__Goal of the exercise__. Put the material below into a two-column CSV with the columns "text" and "answer". Start with the line that contains "Thank you for the photo. Could you indicate the antenna" and go on through the line that contains "<point>400,473</point>". Give one row for each text with its answer, and place each value in a single quoted field with its line breaks replaced by spaces.

─── Information shown ───

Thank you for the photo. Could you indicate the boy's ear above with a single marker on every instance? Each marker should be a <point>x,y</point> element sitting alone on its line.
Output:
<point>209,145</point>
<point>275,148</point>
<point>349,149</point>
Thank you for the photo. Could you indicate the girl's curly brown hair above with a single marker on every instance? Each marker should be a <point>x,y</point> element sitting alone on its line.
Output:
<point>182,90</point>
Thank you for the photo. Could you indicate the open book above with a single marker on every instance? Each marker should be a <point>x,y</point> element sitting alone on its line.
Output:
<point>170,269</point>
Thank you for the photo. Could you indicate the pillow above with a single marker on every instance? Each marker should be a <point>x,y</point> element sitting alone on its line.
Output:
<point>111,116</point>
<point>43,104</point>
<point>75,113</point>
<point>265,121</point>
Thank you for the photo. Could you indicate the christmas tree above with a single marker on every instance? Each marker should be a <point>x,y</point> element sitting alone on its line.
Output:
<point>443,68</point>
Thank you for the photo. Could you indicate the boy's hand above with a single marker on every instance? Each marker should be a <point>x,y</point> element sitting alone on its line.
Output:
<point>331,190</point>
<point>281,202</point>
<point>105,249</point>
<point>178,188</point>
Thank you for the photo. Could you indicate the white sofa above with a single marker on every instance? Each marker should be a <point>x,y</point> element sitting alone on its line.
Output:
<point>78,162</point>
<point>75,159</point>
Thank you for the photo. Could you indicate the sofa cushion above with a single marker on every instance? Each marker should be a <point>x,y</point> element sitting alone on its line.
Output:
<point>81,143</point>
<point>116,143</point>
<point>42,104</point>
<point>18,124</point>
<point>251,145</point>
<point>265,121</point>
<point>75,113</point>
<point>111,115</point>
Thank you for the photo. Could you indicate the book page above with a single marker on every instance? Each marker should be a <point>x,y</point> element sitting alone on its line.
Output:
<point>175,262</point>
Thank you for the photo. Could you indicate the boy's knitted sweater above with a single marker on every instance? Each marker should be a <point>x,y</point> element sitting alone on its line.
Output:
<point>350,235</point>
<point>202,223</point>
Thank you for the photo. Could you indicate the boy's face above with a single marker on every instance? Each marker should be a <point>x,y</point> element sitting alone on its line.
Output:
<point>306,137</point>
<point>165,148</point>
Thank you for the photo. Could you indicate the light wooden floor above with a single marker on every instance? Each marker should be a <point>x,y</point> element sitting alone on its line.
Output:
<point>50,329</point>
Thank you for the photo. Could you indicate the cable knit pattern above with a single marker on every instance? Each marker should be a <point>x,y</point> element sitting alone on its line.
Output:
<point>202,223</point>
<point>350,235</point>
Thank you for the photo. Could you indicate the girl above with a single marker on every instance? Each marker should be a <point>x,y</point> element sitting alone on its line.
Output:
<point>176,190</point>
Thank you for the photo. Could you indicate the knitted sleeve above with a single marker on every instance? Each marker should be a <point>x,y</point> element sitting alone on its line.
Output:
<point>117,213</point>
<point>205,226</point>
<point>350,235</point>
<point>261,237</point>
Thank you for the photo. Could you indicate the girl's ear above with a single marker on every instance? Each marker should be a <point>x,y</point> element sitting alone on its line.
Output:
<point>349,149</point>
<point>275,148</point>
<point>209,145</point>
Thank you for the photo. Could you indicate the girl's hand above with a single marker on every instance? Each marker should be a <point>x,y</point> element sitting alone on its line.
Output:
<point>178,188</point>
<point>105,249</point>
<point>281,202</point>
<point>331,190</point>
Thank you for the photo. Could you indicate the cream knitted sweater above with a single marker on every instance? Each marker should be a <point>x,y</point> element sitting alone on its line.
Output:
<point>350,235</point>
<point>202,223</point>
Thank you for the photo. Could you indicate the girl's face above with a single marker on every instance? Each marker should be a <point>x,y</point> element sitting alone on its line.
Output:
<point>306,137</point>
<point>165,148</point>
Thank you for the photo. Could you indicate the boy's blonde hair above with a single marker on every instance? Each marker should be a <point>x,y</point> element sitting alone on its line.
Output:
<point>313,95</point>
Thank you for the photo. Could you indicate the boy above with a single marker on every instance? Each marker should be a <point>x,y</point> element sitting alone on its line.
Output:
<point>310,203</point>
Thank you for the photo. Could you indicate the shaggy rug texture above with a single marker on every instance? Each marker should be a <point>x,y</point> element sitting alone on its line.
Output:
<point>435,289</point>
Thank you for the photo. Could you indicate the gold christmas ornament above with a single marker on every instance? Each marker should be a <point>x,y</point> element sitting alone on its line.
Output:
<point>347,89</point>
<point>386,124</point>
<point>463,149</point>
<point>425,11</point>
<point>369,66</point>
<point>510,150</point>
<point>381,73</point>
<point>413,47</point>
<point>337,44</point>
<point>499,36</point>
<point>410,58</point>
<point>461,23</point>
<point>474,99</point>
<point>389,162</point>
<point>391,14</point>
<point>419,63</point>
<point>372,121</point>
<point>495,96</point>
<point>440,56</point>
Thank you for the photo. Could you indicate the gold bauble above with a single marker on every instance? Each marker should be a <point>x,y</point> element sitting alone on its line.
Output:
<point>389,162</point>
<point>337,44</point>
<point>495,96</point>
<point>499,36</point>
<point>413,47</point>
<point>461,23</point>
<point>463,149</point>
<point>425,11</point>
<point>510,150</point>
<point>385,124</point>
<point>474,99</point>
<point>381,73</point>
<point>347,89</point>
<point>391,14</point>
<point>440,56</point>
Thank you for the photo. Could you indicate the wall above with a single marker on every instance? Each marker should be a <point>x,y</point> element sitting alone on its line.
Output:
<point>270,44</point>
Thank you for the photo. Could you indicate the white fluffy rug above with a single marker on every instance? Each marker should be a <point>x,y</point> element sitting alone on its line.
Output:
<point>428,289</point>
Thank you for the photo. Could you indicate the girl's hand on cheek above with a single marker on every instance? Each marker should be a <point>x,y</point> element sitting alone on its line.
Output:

───
─── Information shown ───

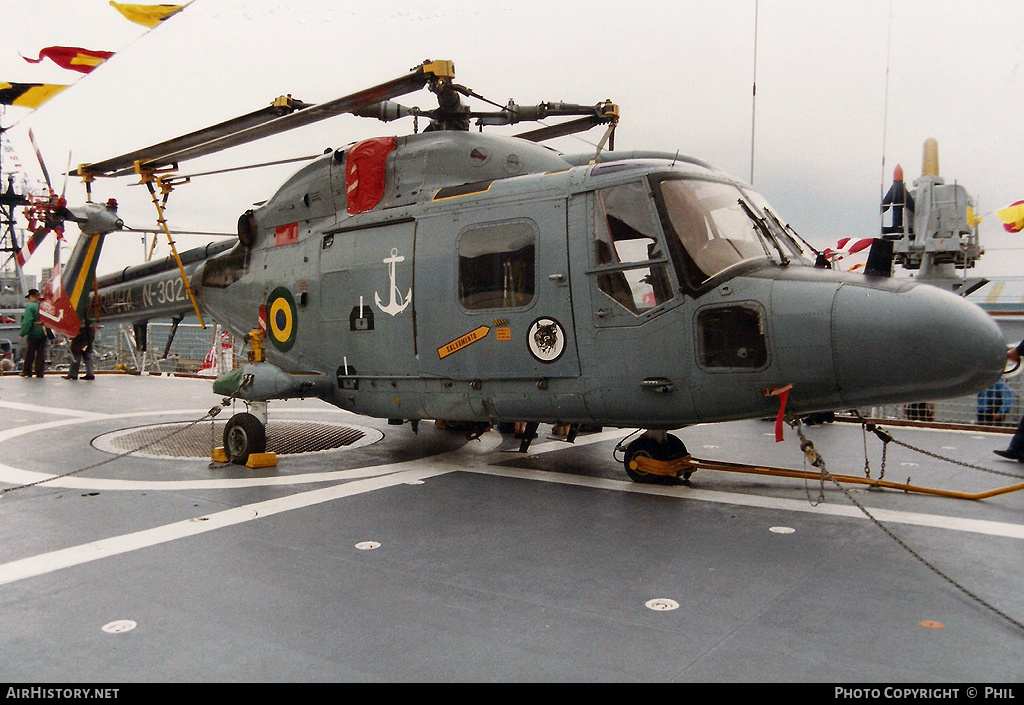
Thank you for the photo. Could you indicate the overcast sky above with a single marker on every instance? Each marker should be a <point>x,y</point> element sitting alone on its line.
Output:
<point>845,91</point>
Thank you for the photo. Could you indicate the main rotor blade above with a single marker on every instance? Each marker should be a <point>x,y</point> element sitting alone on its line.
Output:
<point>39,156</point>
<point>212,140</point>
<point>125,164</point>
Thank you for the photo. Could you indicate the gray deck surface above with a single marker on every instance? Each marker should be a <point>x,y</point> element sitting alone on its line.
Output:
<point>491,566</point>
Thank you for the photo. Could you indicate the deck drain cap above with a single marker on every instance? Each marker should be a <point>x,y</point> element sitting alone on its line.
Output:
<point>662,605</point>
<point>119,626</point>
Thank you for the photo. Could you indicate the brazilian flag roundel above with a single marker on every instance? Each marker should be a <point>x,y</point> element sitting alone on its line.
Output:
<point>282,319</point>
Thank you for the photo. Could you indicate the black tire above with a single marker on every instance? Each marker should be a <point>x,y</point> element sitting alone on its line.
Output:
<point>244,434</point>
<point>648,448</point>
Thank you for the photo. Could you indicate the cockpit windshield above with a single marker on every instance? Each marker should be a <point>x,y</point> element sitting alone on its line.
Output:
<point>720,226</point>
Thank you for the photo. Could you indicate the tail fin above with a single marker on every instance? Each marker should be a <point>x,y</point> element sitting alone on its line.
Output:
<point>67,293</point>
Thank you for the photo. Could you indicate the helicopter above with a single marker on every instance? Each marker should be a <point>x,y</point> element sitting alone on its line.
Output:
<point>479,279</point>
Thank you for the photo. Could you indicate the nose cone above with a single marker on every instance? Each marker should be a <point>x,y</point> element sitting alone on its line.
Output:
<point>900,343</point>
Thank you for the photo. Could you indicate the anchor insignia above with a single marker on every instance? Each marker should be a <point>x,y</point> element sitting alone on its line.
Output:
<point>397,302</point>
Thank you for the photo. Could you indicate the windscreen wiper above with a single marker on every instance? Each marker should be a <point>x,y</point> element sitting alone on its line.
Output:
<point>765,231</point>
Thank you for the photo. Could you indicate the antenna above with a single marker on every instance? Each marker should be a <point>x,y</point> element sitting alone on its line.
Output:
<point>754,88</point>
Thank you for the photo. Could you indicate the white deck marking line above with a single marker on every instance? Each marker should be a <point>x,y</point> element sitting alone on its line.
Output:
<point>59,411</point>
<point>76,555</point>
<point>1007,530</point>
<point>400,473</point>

───

__Answer for this exercise__.
text,answer
"Thank you for the photo. Could you indicate the antenna above with a single marker on every instance? Each marker should be a <point>x,y</point> element sitting alone on its line. Output:","<point>754,88</point>"
"Thank you for the photo. Could you indicate the white deck marking line above with a single marker on every instance? Each marker should be a <point>x,y</point> element sitting alone on its line. Output:","<point>59,411</point> <point>76,555</point> <point>1007,530</point> <point>400,473</point>"